(Stored records)
──────
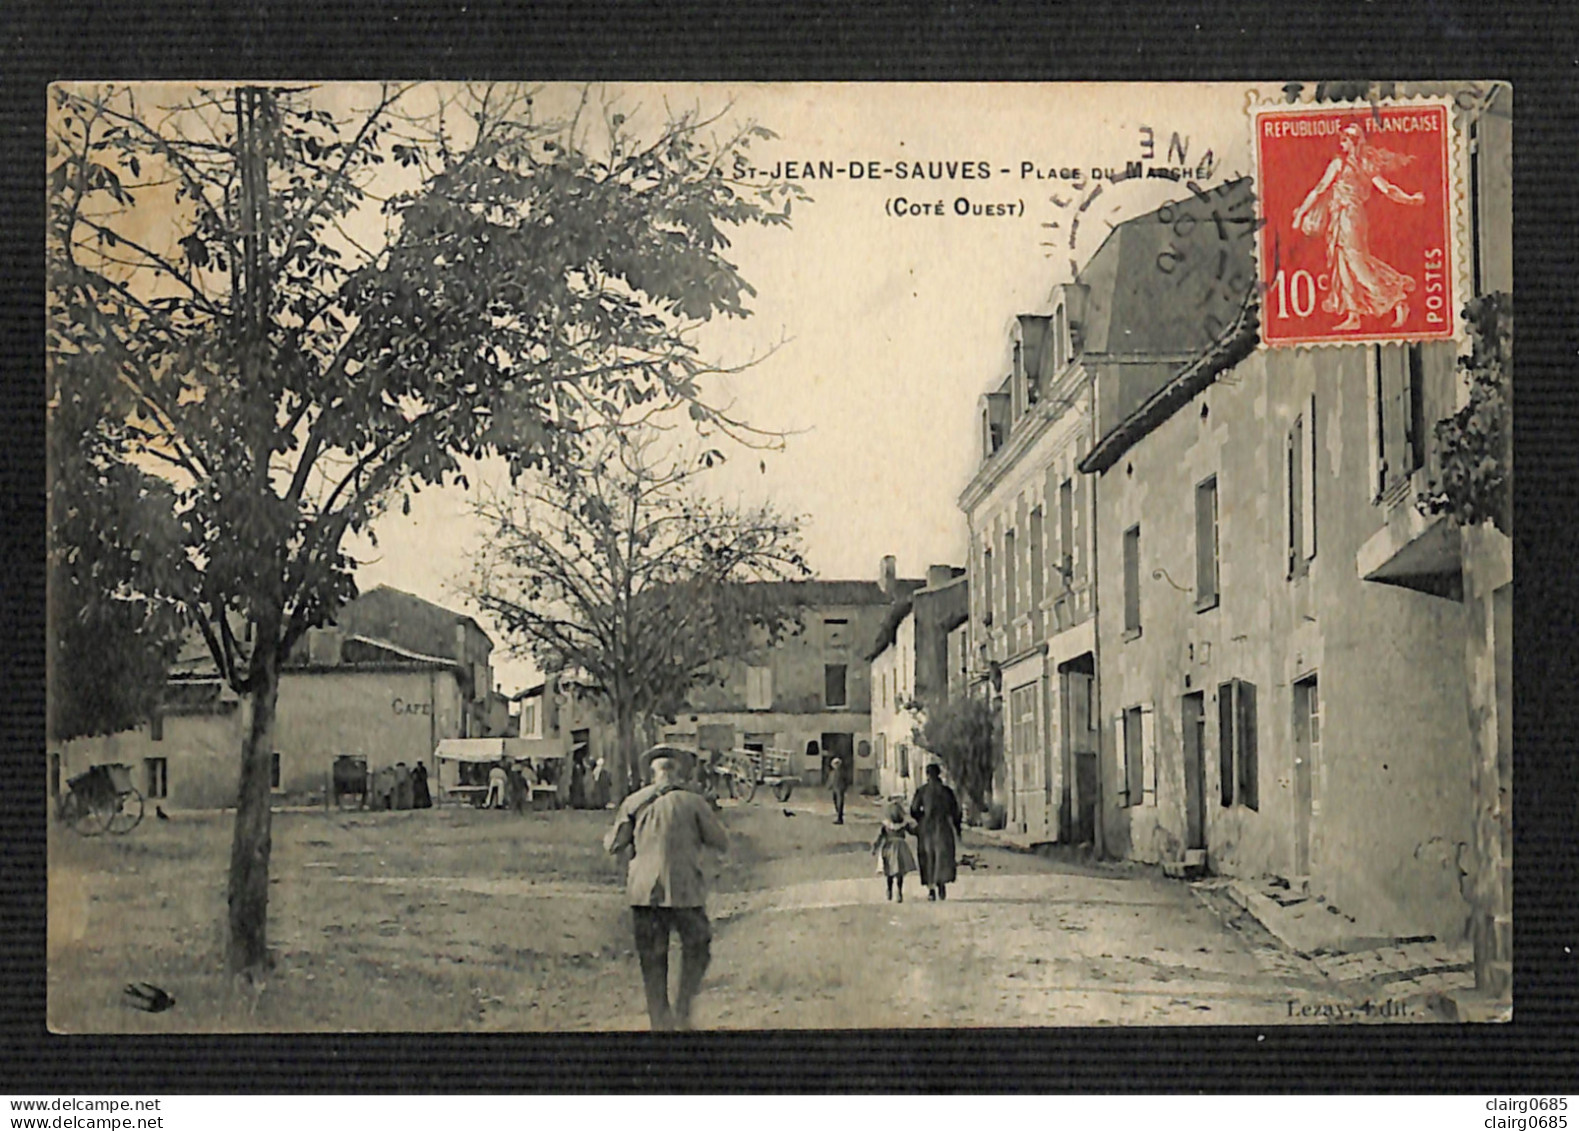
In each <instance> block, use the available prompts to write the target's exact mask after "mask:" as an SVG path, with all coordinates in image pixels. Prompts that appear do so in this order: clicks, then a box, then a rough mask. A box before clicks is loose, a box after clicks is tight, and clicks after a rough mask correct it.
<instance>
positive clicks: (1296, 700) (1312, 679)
mask: <svg viewBox="0 0 1579 1131" xmlns="http://www.w3.org/2000/svg"><path fill="white" fill-rule="evenodd" d="M1320 752H1322V695H1320V690H1318V687H1317V681H1315V676H1306V678H1304V679H1301V681H1300V682H1296V684H1295V686H1293V872H1295V875H1296V877H1307V875H1311V825H1312V821H1314V818H1315V763H1317V758H1320Z"/></svg>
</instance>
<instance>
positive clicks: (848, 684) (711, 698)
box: [658, 556, 922, 788]
mask: <svg viewBox="0 0 1579 1131" xmlns="http://www.w3.org/2000/svg"><path fill="white" fill-rule="evenodd" d="M753 584H771V586H782V588H783V589H785V591H786V594H788V596H790V597H791V599H794V600H796V602H799V603H801V605H802V614H801V630H799V632H794V633H791V635H788V637H785V638H783V640H780V641H778V643H777V644H772V646H764V648H756V649H750V651H747V652H742V656H741V657H737V659H733V660H728V662H725V663H722V665H720V667H718V671H717V676H718V678H717V681H715V682H704V684H698V686H696V687H693V689H692V693H690V697H688V703H687V706H685V709H682V711H681V712H677V716H676V720H674V722H673V723H666V725H663V727H660V731H662V733H660V735H658V736H660V738H663V739H665V741H669V742H684V744H692V746H699V747H703V749H731V747H744V749H772V750H785V752H790V753H793V755H794V761H793V769H794V772H796V774H797V776H799V777H801V780H804V782H808V783H821V782H823V780H824V779H826V776H827V765H829V761H831V760H832V758H835V757H840V758H843V761H845V766H846V768H851V769H853V774H851V780H853V783H854V787H856V788H865V787H872V785H876V765H875V760H873V757H872V668H870V663H868V662H867V654H868V652H870V649H872V643H873V640H876V635H878V629H880V627H881V624H883V619H884V616H886V614H887V611H889V608H891V607H892V603H894V602H895V600H897V599H898V597H900V596H903V594H908V592H910V591H913V589H917V588H921V584H922V583H921V581H919V580H908V578H897V577H895V564H894V558H891V556H889V558H884V559H883V567H881V575H880V580H878V581H759V583H753Z"/></svg>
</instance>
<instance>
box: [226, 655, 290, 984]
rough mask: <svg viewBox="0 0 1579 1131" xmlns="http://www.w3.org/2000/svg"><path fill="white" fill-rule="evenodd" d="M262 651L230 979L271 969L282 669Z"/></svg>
mask: <svg viewBox="0 0 1579 1131" xmlns="http://www.w3.org/2000/svg"><path fill="white" fill-rule="evenodd" d="M259 651H261V654H259V656H257V657H256V667H254V673H253V674H254V684H253V692H251V706H253V717H251V725H249V727H248V730H246V736H245V738H243V739H242V787H240V791H238V795H237V802H235V834H234V837H232V839H231V886H229V905H231V908H229V910H231V918H229V935H227V940H229V941H227V948H226V964H227V967H229V968H231V973H253V971H261V970H264V968H265V967H267V965H268V851H270V848H272V839H270V825H272V818H273V798H272V796H270V777H272V772H270V771H272V768H273V766H272V763H273V733H275V706H276V703H278V698H279V663H278V660H276V659H275V657H273V656H272V654H270V652H268V651H267V649H259Z"/></svg>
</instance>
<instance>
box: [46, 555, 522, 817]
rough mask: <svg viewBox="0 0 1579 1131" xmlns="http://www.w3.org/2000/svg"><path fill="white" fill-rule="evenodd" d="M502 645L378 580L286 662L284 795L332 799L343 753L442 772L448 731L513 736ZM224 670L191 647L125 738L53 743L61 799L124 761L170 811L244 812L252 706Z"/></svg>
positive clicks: (282, 681) (462, 737)
mask: <svg viewBox="0 0 1579 1131" xmlns="http://www.w3.org/2000/svg"><path fill="white" fill-rule="evenodd" d="M491 651H493V641H491V640H489V638H488V633H486V632H483V630H482V627H478V626H477V622H475V621H474V619H472V618H469V616H463V614H458V613H455V611H452V610H445V608H442V607H441V605H434V603H431V602H426V600H423V599H420V597H415V596H412V594H407V592H401V591H398V589H390V588H387V586H379V588H376V589H373V591H369V592H366V594H363V596H360V597H357V599H355V600H352V602H349V603H347V605H346V607H344V608H343V610H341V613H339V618H338V619H336V624H335V626H332V627H325V629H316V630H313V632H309V633H308V637H306V638H305V640H303V641H302V644H300V648H298V649H297V652H295V654H294V656H292V657H291V660H289V662H287V663H286V665H284V667H283V670H281V676H279V698H278V703H276V709H275V750H273V769H272V785H273V790H275V793H276V796H279V798H281V799H298V801H300V799H309V798H317V799H322V796H324V791H325V788H327V783H328V774H330V771H332V768H333V763H335V760H336V758H338V757H352V758H357V760H362V761H363V763H365V766H366V769H368V771H376V769H381V768H384V766H393V765H396V763H401V761H404V763H406V765H407V766H415V765H417V763H423V765H426V766H428V769H429V774H434V772H436V766H434V763H433V750H434V747H437V744H439V741H441V739H445V738H483V736H488V735H491V733H504V731H505V727H507V712H505V709H504V700H502V697H499V695H497V693H496V692H494V690H493V689H491V686H489V682H488V679H489V678H491V668H489V654H491ZM212 671H213V667H212V660H208V659H207V656H205V654H204V652H201V651H197V649H193V651H189V652H188V654H185V656H183V660H182V662H180V663H178V665H177V670H175V671H172V676H171V681H169V684H167V692H166V701H164V709H163V711H161V712H159V716H156V717H155V719H150V720H148V722H145V723H142V725H141V727H137V728H134V730H128V731H122V733H118V735H106V736H96V738H82V739H73V741H69V742H60V744H55V746H54V747H52V749H51V752H49V785H51V790H52V796H57V795H58V790H60V788H62V787H63V782H66V780H69V779H71V777H73V776H76V774H79V772H82V771H84V769H87V768H88V766H92V765H98V763H106V761H118V763H123V765H126V766H129V768H131V771H133V777H134V782H136V785H137V788H139V790H142V791H144V795H145V796H147V798H148V799H150V801H155V802H159V804H163V806H166V807H171V809H219V807H229V806H234V804H235V793H237V787H238V783H240V752H242V739H243V735H245V733H246V728H248V719H246V716H248V711H246V703H245V701H243V700H240V697H237V695H235V692H232V690H231V689H229V687H227V686H226V684H224V682H223V681H221V679H218V678H216V676H215V674H212ZM434 780H436V779H434Z"/></svg>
──────
# [TASK DETAILS]
Since only the text is needed, retype the data above exactly and omit the pictures.

# [OUTPUT OF THE EXERCISE]
In each <instance> block, use the available prompts to write the target's exact mask after "mask:" as an SVG path, with all coordinates in image pixels. Prompts that appear do so in this order: clicks, then a box, then a rough mask. A box before clicks is loose, a box after clicks is tight, and clicks after a rough mask correct it.
<instance>
positive clicks: (1296, 700) (1312, 679)
mask: <svg viewBox="0 0 1579 1131" xmlns="http://www.w3.org/2000/svg"><path fill="white" fill-rule="evenodd" d="M1320 752H1322V695H1320V690H1318V687H1317V681H1315V676H1306V678H1304V679H1301V681H1300V682H1296V684H1295V686H1293V872H1295V875H1296V877H1307V875H1311V825H1312V821H1314V818H1315V763H1317V758H1320Z"/></svg>
</instance>
<instance>
positive clicks: (848, 684) (711, 698)
box: [658, 556, 922, 788]
mask: <svg viewBox="0 0 1579 1131" xmlns="http://www.w3.org/2000/svg"><path fill="white" fill-rule="evenodd" d="M753 584H771V586H782V588H783V589H785V591H786V594H788V596H790V597H791V599H794V600H796V602H799V603H801V605H802V614H801V630H799V632H794V633H791V635H788V637H785V638H783V640H780V641H778V643H777V644H772V646H764V648H756V649H750V651H747V652H742V656H741V657H737V659H733V660H728V662H725V663H722V665H720V667H718V671H717V676H718V678H717V681H715V682H704V684H698V686H696V687H693V689H692V693H690V697H688V703H687V706H685V709H682V711H681V712H677V716H676V720H674V722H673V723H666V725H663V727H660V731H662V733H660V735H658V736H660V738H663V739H665V741H669V742H684V744H692V746H699V747H703V749H731V747H744V749H772V750H785V752H790V753H793V755H794V761H793V769H794V772H796V774H797V776H799V777H801V780H804V782H808V783H821V782H823V780H824V779H826V776H827V765H829V761H831V760H832V758H835V757H840V758H843V761H845V766H846V768H851V769H853V774H851V780H853V783H854V787H856V788H865V787H872V785H876V765H875V760H873V757H872V668H870V663H868V662H867V654H868V652H870V649H872V643H873V640H876V635H878V629H880V627H881V624H883V619H884V616H886V614H887V611H889V608H891V607H892V603H894V602H895V600H897V599H898V597H900V596H903V594H908V592H910V591H913V589H917V588H921V584H922V583H921V581H919V580H908V578H897V577H895V564H894V558H891V556H889V558H884V559H883V567H881V575H880V580H878V581H759V583H753Z"/></svg>
</instance>
<instance>
box: [226, 655, 290, 984]
rough mask: <svg viewBox="0 0 1579 1131" xmlns="http://www.w3.org/2000/svg"><path fill="white" fill-rule="evenodd" d="M262 651L230 979L271 969L282 669Z"/></svg>
mask: <svg viewBox="0 0 1579 1131" xmlns="http://www.w3.org/2000/svg"><path fill="white" fill-rule="evenodd" d="M259 651H261V654H259V656H257V657H256V667H254V673H253V674H254V684H253V692H251V706H253V717H251V725H249V727H248V730H246V736H245V738H243V739H242V787H240V791H238V795H237V802H235V834H234V837H232V839H231V886H229V905H231V908H229V910H231V918H229V935H227V940H229V941H227V948H226V964H227V967H229V968H231V973H253V971H261V970H264V968H265V967H267V965H268V851H270V848H272V839H270V825H272V818H273V798H272V796H270V777H272V772H270V771H272V768H273V766H272V763H273V733H275V706H276V703H278V698H279V663H278V660H276V659H275V657H273V656H272V654H270V652H268V651H267V649H259Z"/></svg>
</instance>
<instance>
box: [46, 555, 522, 817]
rough mask: <svg viewBox="0 0 1579 1131" xmlns="http://www.w3.org/2000/svg"><path fill="white" fill-rule="evenodd" d="M502 645L378 580L286 662L284 795L332 799L343 753L442 772L448 731L513 736ZM224 670L191 647L125 738L53 743L61 799L124 761L170 811L244 812L252 706Z"/></svg>
positive clicks: (282, 681) (462, 737)
mask: <svg viewBox="0 0 1579 1131" xmlns="http://www.w3.org/2000/svg"><path fill="white" fill-rule="evenodd" d="M491 651H493V641H491V640H489V638H488V633H486V632H483V630H482V627H478V626H477V622H475V621H474V619H472V618H469V616H463V614H458V613H455V611H452V610H445V608H442V607H441V605H434V603H431V602H426V600H423V599H420V597H415V596H412V594H407V592H401V591H398V589H390V588H387V586H379V588H376V589H373V591H369V592H366V594H363V596H360V597H357V599H355V600H352V602H349V603H347V605H346V607H344V608H343V610H341V613H339V618H338V619H336V624H335V626H332V627H325V629H316V630H313V632H309V633H308V637H306V638H305V640H303V641H302V644H300V648H298V649H297V652H295V654H294V656H292V657H291V660H289V662H287V663H286V665H284V667H283V670H281V676H279V698H278V703H276V709H275V750H273V769H272V785H273V790H275V793H276V796H279V798H281V799H298V801H300V799H309V798H317V799H322V796H324V791H325V788H327V783H328V774H330V771H332V768H333V763H335V760H336V758H338V757H352V758H357V760H362V761H363V763H365V766H366V769H368V771H376V769H381V768H384V766H393V765H396V763H401V761H404V763H406V765H407V766H415V765H417V763H423V765H426V766H428V769H429V774H434V772H436V766H434V763H433V750H434V747H437V744H439V741H441V739H445V738H483V736H488V735H491V733H504V731H505V727H507V712H505V709H504V700H502V697H499V695H497V693H496V692H494V690H493V689H491V686H489V682H488V679H489V678H491V668H489V654H491ZM212 671H213V667H212V660H208V659H207V656H205V654H204V652H201V651H197V649H193V651H189V652H188V654H185V656H183V660H182V662H180V663H178V665H177V670H175V671H172V676H171V681H169V684H167V692H166V701H164V709H163V711H161V712H159V716H156V717H155V719H150V720H148V722H145V723H142V725H141V727H137V728H134V730H128V731H122V733H118V735H106V736H96V738H82V739H73V741H69V742H60V744H55V746H54V747H52V749H51V752H49V785H51V790H52V796H57V795H58V790H60V788H62V787H63V782H66V780H69V779H71V777H73V776H76V774H79V772H82V771H84V769H87V768H88V766H92V765H98V763H106V761H118V763H123V765H126V766H129V768H131V771H133V777H134V782H136V785H137V788H139V790H142V791H144V795H145V796H147V798H148V799H150V801H155V802H159V804H163V806H166V807H171V809H219V807H229V806H234V804H235V793H237V787H238V783H240V752H242V739H243V735H245V733H246V728H248V719H246V716H248V711H246V703H245V701H243V700H240V697H237V695H235V692H232V690H231V689H229V687H227V686H226V684H224V682H223V681H221V679H218V678H216V676H215V674H212ZM434 780H436V779H434Z"/></svg>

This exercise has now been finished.